**Given request**.
Continue the comment thread on the Dungeons & Dragons controversy, picking up right after its final sentence.

**Excerpted passage**.
-----

Then again, Baptist communities are shit holes full of cave people so no wonder you fell for moronic horse shit.
Jayden Richardson
James Dallas Egbert III was a child prodigy who was attending college at the age of 16, had incredible amounts of pressure to succeed from his family, and was secretly gay and a drug addict. His suicide attempts were not connected to D&D, but the private investigator who took his case did not reveal this for several years after his death, once the book about the case was released, in order to protect Egbert's family from a tarnished reputation. When he finally succeeded in killing himself, he had not played D&D for about a year, which hardly qualifies him as being 'heavily involved' in the game. This is the case that began the entire controversy over D&D.

-----

**Provided data**.
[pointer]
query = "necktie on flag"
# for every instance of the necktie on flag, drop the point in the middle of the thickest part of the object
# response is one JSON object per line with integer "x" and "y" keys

-----

**Output below**.
Michael P. Dempsey committed suicide with a handgun in his bedroom on May 19th, 1981. Few details about the circumstances surrounding his death are available, as the only source of information is Dempsey's father, who is strongly against the game. His father claims to have seen Michael summoning actual D&D demons into his room before his death, and described the odors of sulfur and garlic (which he claims are part of a demon summoning ritual) after his death.
Irving Lee ('Bink') Pulling III was BADD founder Patricia Pulling's son. Bink was known for having a few emotional problems - he used to run around the back yard, howling at the moon, and right before his suicide, it is believed he viciously killed several family pets. After his suicide, a police investigator asked Pulling if her family worshipped the devil, and showed her the Dungeons & Dragons books and notes in Bink's collection, which she knew nothing about. (So much for being 'heavily involved' in D&D!) This was very likely the seed that was planted in Pulling's mind and began to grow into a vast Satanic conspiracy of secret murders and suicides. Pulling would later claim that a curse put on Bink's character in a school D&Dgame drove him to kill himself, but when questioned, none of the members of the school group knew of such a curse.
1/2
David Evans
Harold T. Collins did not commit suicide, he died in a failed attempt at auto-erotic asphyxiation. Dungeons & Dragons does not condone or even mention this type of activity. Therefore, this death is not connected with D&D at all.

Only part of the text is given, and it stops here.